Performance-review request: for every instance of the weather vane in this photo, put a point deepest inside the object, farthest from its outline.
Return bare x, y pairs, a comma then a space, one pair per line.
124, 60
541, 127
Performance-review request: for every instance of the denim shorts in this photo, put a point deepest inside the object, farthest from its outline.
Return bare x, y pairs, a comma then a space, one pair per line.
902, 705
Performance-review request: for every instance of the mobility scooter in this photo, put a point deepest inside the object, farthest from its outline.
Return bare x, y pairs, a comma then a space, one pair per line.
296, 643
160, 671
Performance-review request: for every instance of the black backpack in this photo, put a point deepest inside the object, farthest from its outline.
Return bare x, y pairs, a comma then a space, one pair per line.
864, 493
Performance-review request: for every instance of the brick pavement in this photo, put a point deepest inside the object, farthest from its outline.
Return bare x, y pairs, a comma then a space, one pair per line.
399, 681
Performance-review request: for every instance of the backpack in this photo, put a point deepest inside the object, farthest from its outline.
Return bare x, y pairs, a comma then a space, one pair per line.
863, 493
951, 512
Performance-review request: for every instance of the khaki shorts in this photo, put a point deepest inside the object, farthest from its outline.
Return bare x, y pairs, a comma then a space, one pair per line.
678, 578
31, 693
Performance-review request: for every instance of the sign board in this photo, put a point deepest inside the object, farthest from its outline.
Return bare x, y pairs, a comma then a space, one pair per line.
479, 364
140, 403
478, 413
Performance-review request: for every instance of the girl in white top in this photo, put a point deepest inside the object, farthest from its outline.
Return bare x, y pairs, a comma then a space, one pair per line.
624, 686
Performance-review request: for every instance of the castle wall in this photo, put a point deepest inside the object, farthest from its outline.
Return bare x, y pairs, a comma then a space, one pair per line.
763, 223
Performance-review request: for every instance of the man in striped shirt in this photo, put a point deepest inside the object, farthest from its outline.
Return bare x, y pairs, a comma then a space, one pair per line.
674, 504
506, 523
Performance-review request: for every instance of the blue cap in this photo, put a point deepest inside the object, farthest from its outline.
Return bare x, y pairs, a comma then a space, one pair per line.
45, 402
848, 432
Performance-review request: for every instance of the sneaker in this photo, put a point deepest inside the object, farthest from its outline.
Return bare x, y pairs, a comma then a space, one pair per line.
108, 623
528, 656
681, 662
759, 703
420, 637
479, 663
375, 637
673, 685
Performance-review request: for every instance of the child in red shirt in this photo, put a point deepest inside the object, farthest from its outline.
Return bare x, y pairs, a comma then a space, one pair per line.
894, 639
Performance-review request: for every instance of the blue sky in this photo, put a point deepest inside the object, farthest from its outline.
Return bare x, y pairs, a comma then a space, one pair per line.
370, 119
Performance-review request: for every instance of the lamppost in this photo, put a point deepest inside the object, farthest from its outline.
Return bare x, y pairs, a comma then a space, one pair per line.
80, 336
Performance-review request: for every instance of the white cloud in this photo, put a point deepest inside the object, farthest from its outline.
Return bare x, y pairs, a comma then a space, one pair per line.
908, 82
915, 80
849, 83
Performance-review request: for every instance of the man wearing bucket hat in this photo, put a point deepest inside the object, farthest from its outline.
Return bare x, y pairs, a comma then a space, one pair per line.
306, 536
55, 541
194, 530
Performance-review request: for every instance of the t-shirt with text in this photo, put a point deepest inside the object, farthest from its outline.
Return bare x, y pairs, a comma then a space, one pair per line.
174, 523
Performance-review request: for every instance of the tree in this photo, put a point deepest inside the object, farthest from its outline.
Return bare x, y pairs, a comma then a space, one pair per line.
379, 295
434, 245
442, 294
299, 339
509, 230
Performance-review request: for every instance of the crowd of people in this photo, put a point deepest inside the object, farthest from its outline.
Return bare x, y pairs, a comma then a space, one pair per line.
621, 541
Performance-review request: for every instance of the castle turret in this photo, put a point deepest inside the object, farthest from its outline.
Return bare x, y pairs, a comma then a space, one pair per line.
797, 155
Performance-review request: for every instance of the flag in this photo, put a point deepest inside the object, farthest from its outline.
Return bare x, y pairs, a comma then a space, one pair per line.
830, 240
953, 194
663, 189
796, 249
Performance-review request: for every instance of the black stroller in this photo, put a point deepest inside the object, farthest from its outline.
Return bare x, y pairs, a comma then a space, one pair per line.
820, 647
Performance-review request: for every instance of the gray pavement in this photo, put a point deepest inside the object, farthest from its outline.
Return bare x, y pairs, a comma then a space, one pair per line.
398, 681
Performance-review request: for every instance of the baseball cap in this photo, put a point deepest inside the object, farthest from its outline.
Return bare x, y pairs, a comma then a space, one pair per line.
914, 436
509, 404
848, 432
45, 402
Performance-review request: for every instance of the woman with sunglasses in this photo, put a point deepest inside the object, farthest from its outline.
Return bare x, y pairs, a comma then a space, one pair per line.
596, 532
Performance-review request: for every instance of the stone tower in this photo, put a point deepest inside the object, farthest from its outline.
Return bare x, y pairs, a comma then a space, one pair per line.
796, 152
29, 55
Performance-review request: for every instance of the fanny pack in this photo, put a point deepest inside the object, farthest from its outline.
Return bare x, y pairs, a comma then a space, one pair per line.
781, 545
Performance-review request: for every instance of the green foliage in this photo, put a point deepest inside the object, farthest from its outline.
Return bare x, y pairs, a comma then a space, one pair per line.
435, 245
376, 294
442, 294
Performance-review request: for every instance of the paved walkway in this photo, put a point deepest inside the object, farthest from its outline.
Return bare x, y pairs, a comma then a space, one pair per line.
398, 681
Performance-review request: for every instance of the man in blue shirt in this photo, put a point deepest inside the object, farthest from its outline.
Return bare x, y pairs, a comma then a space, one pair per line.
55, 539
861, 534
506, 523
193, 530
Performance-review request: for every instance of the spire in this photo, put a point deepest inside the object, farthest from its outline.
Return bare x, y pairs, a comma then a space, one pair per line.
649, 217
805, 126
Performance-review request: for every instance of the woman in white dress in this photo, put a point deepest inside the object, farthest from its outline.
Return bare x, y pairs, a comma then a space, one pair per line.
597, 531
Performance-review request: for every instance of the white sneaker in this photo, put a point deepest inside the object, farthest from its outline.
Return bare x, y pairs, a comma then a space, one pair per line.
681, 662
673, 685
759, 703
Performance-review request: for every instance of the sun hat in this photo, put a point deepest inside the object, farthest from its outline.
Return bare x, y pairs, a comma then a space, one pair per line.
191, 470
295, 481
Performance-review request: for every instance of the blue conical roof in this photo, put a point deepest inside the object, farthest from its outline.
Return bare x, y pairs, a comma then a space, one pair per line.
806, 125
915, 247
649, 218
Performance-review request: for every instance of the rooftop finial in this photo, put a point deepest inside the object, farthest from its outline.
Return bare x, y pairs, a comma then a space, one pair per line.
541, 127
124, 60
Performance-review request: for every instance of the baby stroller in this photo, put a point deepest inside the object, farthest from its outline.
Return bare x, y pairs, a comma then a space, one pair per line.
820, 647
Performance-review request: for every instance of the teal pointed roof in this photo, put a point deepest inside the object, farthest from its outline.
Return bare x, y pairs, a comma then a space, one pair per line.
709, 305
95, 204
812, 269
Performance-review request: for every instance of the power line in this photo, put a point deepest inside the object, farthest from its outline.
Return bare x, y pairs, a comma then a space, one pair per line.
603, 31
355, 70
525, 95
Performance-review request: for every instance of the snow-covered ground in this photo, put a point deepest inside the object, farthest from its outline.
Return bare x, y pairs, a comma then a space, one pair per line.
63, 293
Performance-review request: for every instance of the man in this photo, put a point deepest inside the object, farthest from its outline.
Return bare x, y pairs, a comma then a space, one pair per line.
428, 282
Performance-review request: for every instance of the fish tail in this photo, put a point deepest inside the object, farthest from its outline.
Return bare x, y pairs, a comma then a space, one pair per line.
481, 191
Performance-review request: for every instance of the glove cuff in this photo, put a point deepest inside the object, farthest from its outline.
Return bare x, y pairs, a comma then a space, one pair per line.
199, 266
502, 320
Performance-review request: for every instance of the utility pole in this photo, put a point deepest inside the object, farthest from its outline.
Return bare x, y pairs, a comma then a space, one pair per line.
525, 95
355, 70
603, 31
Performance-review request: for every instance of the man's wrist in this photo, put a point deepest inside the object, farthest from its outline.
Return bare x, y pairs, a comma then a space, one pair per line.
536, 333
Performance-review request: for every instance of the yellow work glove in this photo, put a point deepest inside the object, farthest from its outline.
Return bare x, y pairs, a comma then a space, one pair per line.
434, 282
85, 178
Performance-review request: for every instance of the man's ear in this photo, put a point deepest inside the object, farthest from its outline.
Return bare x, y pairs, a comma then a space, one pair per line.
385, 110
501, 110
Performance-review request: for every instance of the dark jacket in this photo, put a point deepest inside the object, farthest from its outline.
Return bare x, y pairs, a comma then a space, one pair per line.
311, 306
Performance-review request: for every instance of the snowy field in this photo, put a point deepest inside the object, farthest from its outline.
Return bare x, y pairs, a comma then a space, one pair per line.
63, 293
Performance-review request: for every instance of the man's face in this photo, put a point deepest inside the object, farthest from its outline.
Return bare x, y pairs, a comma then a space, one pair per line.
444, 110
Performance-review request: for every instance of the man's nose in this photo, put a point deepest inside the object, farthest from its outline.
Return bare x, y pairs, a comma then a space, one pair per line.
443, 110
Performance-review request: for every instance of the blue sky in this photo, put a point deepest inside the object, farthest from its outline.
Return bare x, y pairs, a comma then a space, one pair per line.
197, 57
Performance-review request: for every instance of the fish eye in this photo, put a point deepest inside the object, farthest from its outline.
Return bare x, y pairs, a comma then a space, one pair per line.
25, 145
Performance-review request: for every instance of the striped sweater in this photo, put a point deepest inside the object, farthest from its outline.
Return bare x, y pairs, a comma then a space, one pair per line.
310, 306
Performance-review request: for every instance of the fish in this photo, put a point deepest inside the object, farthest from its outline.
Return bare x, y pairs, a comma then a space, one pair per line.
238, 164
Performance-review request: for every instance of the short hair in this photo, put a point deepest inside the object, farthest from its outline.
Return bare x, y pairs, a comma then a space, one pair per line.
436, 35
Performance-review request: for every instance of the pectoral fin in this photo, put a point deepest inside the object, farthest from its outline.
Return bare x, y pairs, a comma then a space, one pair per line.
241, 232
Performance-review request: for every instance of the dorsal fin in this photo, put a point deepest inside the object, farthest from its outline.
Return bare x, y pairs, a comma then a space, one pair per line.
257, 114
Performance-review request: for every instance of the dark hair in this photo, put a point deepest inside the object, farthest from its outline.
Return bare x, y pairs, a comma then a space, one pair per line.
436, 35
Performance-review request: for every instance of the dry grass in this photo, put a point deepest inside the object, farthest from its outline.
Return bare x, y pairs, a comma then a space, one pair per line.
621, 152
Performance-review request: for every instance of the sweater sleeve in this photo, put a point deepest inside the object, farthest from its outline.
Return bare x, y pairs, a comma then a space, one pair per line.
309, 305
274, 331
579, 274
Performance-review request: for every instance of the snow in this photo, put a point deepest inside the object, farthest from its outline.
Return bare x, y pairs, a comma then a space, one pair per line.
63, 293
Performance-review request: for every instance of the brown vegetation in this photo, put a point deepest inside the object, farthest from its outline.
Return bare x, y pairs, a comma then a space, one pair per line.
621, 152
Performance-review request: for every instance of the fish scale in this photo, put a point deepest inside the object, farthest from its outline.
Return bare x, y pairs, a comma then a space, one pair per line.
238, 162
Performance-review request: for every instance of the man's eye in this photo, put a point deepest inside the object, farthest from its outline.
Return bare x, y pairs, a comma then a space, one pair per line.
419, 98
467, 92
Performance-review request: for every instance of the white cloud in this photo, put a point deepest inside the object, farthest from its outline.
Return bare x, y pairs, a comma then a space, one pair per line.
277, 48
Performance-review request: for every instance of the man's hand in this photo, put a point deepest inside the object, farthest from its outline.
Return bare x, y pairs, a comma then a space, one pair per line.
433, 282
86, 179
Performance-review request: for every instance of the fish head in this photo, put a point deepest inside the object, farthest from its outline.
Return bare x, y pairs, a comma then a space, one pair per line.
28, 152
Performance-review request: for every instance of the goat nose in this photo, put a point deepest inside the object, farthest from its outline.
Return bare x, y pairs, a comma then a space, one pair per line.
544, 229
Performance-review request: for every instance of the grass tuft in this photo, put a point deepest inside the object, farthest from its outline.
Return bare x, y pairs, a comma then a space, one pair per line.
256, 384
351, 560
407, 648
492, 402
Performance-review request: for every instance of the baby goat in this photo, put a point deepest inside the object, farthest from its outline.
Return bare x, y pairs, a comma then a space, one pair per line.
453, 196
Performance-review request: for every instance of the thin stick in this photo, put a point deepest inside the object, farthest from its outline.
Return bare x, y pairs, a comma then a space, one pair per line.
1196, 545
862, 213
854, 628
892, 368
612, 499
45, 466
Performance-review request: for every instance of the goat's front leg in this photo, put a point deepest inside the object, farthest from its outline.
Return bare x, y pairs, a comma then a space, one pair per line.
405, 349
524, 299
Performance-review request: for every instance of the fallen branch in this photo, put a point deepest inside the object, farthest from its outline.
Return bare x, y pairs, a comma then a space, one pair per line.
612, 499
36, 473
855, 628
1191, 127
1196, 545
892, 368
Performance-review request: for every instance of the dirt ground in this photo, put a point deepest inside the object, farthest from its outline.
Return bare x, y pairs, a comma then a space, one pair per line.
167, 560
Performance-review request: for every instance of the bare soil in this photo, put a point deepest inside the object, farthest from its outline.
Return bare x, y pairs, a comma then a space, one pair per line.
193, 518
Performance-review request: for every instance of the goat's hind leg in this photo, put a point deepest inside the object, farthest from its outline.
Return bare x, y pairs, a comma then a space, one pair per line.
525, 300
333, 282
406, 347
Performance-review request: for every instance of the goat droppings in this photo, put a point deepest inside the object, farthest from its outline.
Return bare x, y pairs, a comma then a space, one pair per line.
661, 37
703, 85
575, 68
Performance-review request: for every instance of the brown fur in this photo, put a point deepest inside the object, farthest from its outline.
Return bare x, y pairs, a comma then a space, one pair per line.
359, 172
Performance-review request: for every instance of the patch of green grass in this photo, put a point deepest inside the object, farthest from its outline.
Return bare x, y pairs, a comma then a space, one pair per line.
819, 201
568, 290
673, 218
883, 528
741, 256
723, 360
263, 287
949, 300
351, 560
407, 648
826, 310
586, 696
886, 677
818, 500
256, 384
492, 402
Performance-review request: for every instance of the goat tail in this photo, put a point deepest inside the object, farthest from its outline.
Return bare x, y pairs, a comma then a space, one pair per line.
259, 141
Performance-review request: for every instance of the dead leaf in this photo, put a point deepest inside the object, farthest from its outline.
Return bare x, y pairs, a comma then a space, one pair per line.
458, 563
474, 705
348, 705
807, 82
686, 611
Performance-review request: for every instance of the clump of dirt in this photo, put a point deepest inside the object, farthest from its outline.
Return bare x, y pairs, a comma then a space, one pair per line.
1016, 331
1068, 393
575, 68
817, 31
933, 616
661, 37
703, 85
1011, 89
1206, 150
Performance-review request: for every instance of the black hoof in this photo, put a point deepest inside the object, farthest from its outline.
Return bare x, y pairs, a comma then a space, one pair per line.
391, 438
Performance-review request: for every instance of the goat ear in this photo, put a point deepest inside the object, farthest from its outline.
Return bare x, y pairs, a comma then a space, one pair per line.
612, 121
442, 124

## Goal
Beginning at the line that holds "the goat's hind", write out word for word each line through the end of the records.

## Solved exercise
Performance-review request: for every instance of the goat's hind leg in this photo, put a point deepest inside the object, farthest from its outline.
Return bare x, y pairs, a comma then a space, one pair per line.
525, 300
333, 282
406, 347
Performance-review request: for every instance of the goat droppings in this photo, put a point deepest inside the object, farthest from its outline.
Return bare x, y pairs, a comma then a space, one pair per line.
661, 37
703, 85
575, 68
Performance-review request: for every instance of the brown fur in this photo, put a point deepest inside the object, farthest from its outline.
Return bare x, y pairs, a comma then a space, one pair per line.
359, 172
Performance-review request: for every instance of the patch of green grass in this photo, put a point deepest inside the object, farthest from its outline.
Return bare x, y pairs, a comma then a space, one pair per line.
819, 201
568, 290
673, 218
883, 528
741, 256
723, 360
263, 287
949, 300
351, 560
407, 648
826, 310
586, 696
886, 677
818, 500
256, 384
492, 402
Performance-review request: for every instance of the goat tail in this photo, put a point deepest inside the object, farthest from its outline.
Return bare x, y pairs, a comma then a space, one pair per line.
259, 141
Performance-review request: for every instance of the dead leaf in this photo, put a point deepest inside the object, farthest from its outline.
Return bare x, y pairs, a comma then a space, one pair per line.
458, 563
474, 705
348, 705
807, 82
686, 611
Performance-review request: for every instance of the clump of dirt in this photo, put a point deepest inside the object, farthest from its outline.
Return bare x, y pairs, a comma then a space, one pair per line.
1016, 331
1068, 393
575, 68
817, 31
933, 616
661, 37
703, 85
1011, 89
1206, 150
Performance-review request: for every instance of the black hoof in this photo, put a point deepest inside the object, farthest from its outline.
Return bare x, y pairs, a comma then a space, one pair per line.
391, 438
Performance-review request: for every instance of the goat ear in this photo, put a point deepest inside the object, farthest from its outline.
Return bare x, y pairs, a comma then a space, one pair per line.
612, 121
442, 124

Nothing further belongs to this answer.